• DIRECTIONS:
1. Answer these questions from the excerpt on HOTAIR and DNA methylation:
(a) Which platform was used for the genome-wide DNA methylation profiling?
(b) Above what detection P-value threshold were β-values judged unreliable?
(c) How many CpGs proved reliable and were used subsequently in the study?
2. Set down the passage of the excerpt on HOTAIR and DNA methylation that starts with "HOX transcript antisense" and goes on through "the 485 145 CpGs.".

• EXCERPT TO READ:
::::

HOX transcript antisense RNA preferentially selects for DNA hypermethylation in KYSE180 cells
We used the KYSE180 cell lines stably expressing either ectopic HOTAIR or control vectors to investigate the role of HOTAIR in DNA methylation changes that are associated with changes in gene expression. We performed genome-wide DNA methylation profiling of KYSE180 cells stably expressing ectopic HOTAIR and the control cells using the Infinium HumanMethylation450K BeadChip (Illumina, San Diego, CA, USA), which interrogates over 480 000 of the 28 million CpG sites in the human methylome across >20 000 genes. Supplementary Figure 3 summarises the genomic environment of the 485 145 CpGs.
Before analysing the CpG methylation data, we excluded possible sources of technical bias that could have influenced the results. Every β-value in the Infinium HumanMethylation450K BeadChip platform is accompanied by a detection of P-value. We found that a threshold P-value above 0.01 indicated unreliable β-values in 608 CpGs (0.125%) of the 485 577 sites analysed. Thus, using this filter, 484 969 CpGs proved to be reliable and were used subsequently in the study.

::::

Text-to-region grounding data
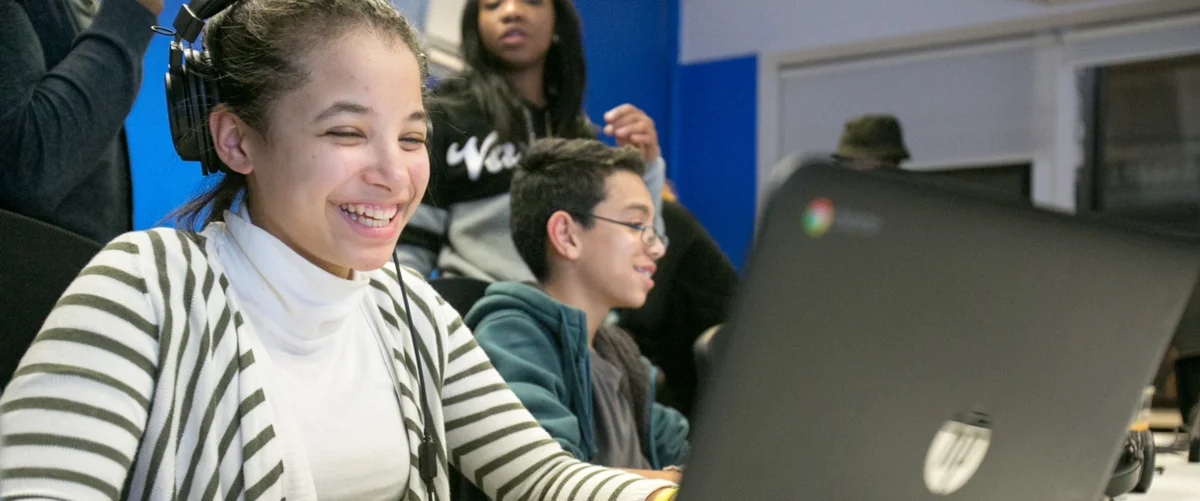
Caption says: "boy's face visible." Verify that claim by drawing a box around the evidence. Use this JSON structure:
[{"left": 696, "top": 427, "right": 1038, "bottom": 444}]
[{"left": 576, "top": 171, "right": 666, "bottom": 308}]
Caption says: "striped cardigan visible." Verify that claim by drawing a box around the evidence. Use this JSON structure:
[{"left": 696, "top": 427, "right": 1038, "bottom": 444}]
[{"left": 0, "top": 223, "right": 670, "bottom": 501}]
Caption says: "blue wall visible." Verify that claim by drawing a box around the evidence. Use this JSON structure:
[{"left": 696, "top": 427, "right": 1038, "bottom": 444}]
[
  {"left": 575, "top": 0, "right": 679, "bottom": 154},
  {"left": 126, "top": 0, "right": 757, "bottom": 272},
  {"left": 671, "top": 55, "right": 758, "bottom": 270},
  {"left": 125, "top": 0, "right": 203, "bottom": 230}
]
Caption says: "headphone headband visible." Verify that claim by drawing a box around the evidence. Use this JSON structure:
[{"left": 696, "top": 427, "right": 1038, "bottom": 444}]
[{"left": 155, "top": 0, "right": 243, "bottom": 175}]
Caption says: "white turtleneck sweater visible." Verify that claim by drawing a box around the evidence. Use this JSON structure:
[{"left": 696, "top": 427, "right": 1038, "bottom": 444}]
[{"left": 216, "top": 209, "right": 410, "bottom": 500}]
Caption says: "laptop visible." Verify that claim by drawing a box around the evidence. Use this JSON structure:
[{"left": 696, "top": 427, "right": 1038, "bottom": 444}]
[{"left": 679, "top": 161, "right": 1200, "bottom": 501}]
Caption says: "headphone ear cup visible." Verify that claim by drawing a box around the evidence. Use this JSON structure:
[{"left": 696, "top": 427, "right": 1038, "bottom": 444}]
[
  {"left": 186, "top": 49, "right": 221, "bottom": 175},
  {"left": 166, "top": 41, "right": 199, "bottom": 161},
  {"left": 193, "top": 50, "right": 224, "bottom": 174}
]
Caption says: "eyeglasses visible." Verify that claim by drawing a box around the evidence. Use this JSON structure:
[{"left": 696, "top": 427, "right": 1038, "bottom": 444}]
[{"left": 590, "top": 215, "right": 670, "bottom": 247}]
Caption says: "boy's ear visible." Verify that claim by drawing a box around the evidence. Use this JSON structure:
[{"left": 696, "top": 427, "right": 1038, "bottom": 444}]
[{"left": 546, "top": 211, "right": 583, "bottom": 261}]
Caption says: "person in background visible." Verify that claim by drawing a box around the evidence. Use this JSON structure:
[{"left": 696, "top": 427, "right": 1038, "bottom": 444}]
[
  {"left": 464, "top": 139, "right": 689, "bottom": 479},
  {"left": 618, "top": 186, "right": 738, "bottom": 417},
  {"left": 397, "top": 0, "right": 666, "bottom": 282},
  {"left": 0, "top": 0, "right": 162, "bottom": 242},
  {"left": 0, "top": 0, "right": 676, "bottom": 501},
  {"left": 833, "top": 115, "right": 911, "bottom": 170}
]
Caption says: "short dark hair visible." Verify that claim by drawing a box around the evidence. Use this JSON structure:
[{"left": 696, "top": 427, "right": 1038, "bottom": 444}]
[
  {"left": 460, "top": 0, "right": 595, "bottom": 141},
  {"left": 509, "top": 138, "right": 646, "bottom": 282}
]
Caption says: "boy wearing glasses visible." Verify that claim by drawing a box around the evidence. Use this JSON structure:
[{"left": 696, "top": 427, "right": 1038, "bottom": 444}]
[{"left": 466, "top": 139, "right": 688, "bottom": 481}]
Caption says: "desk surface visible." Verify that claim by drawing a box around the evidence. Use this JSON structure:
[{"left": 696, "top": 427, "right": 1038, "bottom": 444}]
[{"left": 1118, "top": 434, "right": 1200, "bottom": 501}]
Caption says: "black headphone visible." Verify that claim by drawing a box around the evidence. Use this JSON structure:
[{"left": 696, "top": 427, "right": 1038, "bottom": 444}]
[
  {"left": 154, "top": 0, "right": 438, "bottom": 501},
  {"left": 154, "top": 0, "right": 228, "bottom": 175}
]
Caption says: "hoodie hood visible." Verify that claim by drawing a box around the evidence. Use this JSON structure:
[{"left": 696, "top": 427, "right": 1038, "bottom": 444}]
[
  {"left": 463, "top": 282, "right": 588, "bottom": 337},
  {"left": 463, "top": 282, "right": 596, "bottom": 461}
]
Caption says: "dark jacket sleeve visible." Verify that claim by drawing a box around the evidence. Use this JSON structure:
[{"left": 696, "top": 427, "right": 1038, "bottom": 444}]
[
  {"left": 475, "top": 313, "right": 590, "bottom": 461},
  {"left": 0, "top": 0, "right": 155, "bottom": 217}
]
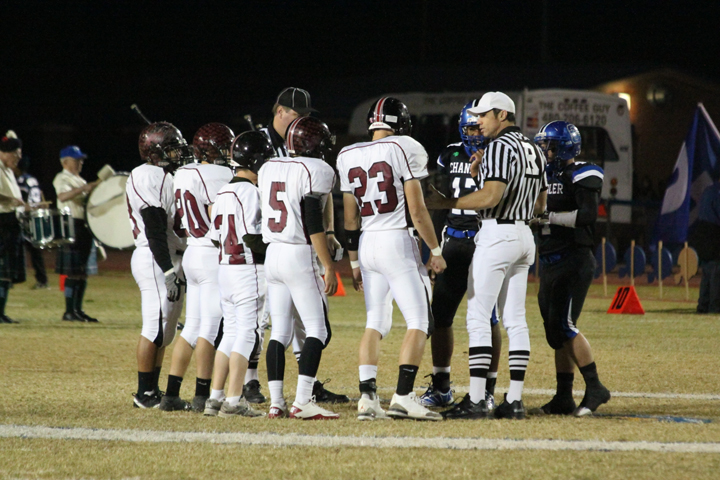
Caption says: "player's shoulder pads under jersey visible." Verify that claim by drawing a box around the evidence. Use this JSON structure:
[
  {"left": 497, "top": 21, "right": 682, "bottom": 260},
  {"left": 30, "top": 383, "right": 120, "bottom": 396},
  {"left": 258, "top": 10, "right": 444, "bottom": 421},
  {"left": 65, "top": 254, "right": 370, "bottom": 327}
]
[{"left": 569, "top": 162, "right": 604, "bottom": 190}]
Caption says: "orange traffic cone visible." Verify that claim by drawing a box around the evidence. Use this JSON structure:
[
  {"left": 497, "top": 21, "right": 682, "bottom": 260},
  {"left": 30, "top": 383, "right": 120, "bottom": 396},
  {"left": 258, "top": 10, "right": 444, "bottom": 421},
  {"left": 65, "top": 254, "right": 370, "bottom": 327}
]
[{"left": 607, "top": 286, "right": 645, "bottom": 315}]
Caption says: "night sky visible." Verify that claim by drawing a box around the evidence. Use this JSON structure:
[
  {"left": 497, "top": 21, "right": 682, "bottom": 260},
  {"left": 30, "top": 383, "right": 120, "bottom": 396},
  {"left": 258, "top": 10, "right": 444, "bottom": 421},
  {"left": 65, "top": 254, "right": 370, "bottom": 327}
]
[{"left": 0, "top": 0, "right": 720, "bottom": 191}]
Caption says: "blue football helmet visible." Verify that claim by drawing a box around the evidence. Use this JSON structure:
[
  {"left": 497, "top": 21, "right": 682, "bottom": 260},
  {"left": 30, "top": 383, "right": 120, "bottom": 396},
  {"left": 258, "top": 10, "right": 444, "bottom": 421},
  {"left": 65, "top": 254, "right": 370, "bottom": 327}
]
[
  {"left": 535, "top": 120, "right": 582, "bottom": 165},
  {"left": 458, "top": 99, "right": 487, "bottom": 155}
]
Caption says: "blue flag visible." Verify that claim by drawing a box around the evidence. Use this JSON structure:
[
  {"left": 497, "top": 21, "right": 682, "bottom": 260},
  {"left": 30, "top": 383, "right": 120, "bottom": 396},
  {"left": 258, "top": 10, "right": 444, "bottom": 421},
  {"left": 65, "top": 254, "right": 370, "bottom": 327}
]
[{"left": 652, "top": 103, "right": 720, "bottom": 245}]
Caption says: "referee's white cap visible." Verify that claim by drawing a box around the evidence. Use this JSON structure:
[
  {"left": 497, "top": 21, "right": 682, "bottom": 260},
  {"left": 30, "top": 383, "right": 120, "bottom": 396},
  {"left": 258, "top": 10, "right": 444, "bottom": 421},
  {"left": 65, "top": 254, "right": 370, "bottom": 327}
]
[{"left": 467, "top": 92, "right": 515, "bottom": 115}]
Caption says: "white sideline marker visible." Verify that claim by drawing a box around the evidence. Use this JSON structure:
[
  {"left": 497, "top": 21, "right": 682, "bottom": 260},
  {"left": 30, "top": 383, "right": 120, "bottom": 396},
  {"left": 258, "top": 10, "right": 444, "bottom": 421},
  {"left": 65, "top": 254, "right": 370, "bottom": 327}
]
[{"left": 0, "top": 425, "right": 720, "bottom": 453}]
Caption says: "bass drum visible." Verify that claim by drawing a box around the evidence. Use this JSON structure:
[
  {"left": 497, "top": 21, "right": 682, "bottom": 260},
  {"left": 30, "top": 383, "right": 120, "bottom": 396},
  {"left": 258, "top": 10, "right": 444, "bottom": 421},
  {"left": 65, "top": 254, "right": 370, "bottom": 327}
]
[{"left": 85, "top": 172, "right": 135, "bottom": 249}]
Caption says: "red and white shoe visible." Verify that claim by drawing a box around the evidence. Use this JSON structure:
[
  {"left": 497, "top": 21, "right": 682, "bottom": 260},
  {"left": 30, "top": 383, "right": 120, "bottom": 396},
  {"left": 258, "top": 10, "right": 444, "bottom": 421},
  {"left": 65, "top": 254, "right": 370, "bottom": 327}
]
[
  {"left": 268, "top": 403, "right": 287, "bottom": 418},
  {"left": 290, "top": 397, "right": 340, "bottom": 420}
]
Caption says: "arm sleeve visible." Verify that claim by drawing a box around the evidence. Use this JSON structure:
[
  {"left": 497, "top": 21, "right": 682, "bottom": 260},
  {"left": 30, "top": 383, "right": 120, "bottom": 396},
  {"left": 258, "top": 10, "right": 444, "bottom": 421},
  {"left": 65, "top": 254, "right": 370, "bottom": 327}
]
[
  {"left": 140, "top": 207, "right": 173, "bottom": 272},
  {"left": 304, "top": 195, "right": 325, "bottom": 235}
]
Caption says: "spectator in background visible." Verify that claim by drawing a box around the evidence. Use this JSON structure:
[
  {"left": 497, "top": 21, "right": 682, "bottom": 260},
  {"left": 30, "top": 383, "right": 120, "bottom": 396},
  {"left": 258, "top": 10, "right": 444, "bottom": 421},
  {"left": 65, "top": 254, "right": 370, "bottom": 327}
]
[
  {"left": 690, "top": 180, "right": 720, "bottom": 313},
  {"left": 13, "top": 157, "right": 49, "bottom": 290}
]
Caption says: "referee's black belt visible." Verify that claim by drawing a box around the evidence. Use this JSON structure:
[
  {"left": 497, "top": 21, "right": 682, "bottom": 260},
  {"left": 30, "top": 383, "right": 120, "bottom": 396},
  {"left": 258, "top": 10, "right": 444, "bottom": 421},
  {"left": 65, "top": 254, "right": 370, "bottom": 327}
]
[
  {"left": 445, "top": 227, "right": 477, "bottom": 238},
  {"left": 495, "top": 218, "right": 530, "bottom": 225}
]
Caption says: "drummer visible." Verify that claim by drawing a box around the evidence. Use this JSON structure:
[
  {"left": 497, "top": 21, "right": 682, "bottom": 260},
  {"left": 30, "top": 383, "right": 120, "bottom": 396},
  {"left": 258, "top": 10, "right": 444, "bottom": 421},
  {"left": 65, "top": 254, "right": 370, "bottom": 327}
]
[
  {"left": 53, "top": 145, "right": 100, "bottom": 323},
  {"left": 0, "top": 130, "right": 27, "bottom": 324}
]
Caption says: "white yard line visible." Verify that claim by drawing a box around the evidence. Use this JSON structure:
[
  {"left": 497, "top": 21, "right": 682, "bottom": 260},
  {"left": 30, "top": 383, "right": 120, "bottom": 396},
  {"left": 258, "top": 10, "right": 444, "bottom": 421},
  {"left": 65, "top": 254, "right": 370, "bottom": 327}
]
[{"left": 0, "top": 425, "right": 720, "bottom": 453}]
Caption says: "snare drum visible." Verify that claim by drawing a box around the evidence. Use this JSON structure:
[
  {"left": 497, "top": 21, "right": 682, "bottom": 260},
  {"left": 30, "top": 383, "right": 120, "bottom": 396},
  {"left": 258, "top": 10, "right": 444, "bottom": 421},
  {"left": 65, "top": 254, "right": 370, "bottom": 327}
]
[{"left": 24, "top": 208, "right": 75, "bottom": 248}]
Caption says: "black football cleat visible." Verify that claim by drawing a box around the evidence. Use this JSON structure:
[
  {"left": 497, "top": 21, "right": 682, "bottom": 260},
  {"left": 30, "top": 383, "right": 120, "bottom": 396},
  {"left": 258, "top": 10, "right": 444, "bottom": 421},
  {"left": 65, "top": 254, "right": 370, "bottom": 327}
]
[
  {"left": 243, "top": 380, "right": 267, "bottom": 403},
  {"left": 440, "top": 393, "right": 488, "bottom": 420},
  {"left": 313, "top": 378, "right": 350, "bottom": 403},
  {"left": 493, "top": 394, "right": 525, "bottom": 420}
]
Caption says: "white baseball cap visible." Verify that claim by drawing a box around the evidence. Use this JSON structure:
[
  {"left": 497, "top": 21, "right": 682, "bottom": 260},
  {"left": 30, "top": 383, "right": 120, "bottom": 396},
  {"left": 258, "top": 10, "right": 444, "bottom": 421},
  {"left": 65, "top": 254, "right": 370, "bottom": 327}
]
[{"left": 467, "top": 92, "right": 515, "bottom": 115}]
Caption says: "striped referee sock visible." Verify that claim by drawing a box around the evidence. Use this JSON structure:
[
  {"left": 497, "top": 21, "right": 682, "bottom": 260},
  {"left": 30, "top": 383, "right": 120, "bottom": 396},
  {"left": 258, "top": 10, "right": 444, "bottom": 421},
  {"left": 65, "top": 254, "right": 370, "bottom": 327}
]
[
  {"left": 506, "top": 350, "right": 530, "bottom": 403},
  {"left": 469, "top": 347, "right": 492, "bottom": 403}
]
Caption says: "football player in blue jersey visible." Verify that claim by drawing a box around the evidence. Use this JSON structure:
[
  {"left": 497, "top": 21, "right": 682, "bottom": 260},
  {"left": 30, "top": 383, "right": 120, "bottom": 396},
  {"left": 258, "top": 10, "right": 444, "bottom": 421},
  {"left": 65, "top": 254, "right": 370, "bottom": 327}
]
[{"left": 531, "top": 121, "right": 610, "bottom": 417}]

::::

• OUTPUTS BY TASK:
1.
(a) The Infinium HumanMethylation450K BeadChip (Illumina, San Diego, CA, USA).
(b) A P-value above 0.01.
(c) 484 969 CpGs.

2.
HOX transcript antisense RNA preferentially selects for DNA hypermethylation in KYSE180 cells
We used the KYSE180 cell lines stably expressing either ectopic HOTAIR or control vectors to investigate the role of HOTAIR in DNA methylation changes that are associated with changes in gene expression. We performed genome-wide DNA methylation profiling of KYSE180 cells stably expressing ectopic HOTAIR and the control cells using the Infinium HumanMethylation450K BeadChip (Illumina, San Diego, CA, USA), which interrogates over 480 000 of the 28 million CpG sites in the human methylome across >20 000 genes. Supplementary Figure 3 summarises the genomic environment of the 485 145 CpGs.